▶ [WHAT THIS TASK INVOLVES]: Reproduce every line of the listing below, including the lines without coordinates, and shift each bounding box coordinate upward by 97.

▶ [MATERIAL FOR THE TASK]:
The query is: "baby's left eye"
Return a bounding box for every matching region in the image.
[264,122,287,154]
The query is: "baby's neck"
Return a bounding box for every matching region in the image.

▶ [SOLVED EXERCISE]:
The query is: "baby's left eye"
Return a bounding box for every matching region in the image.
[361,219,384,251]
The query is: "baby's neck"
Return a bounding box for every matching region in the image.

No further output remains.